Aim of the task: The expected output is every entry, repeated exactly.

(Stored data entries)
----
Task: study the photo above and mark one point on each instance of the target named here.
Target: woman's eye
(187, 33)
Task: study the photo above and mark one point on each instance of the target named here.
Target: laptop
----
Answer to this problem:
Task: study the photo above and mark one point on each instance of the target named here.
Target: woman's eye
(187, 33)
Task: study the photo above and mark one point on each instance of the target named here.
Target: laptop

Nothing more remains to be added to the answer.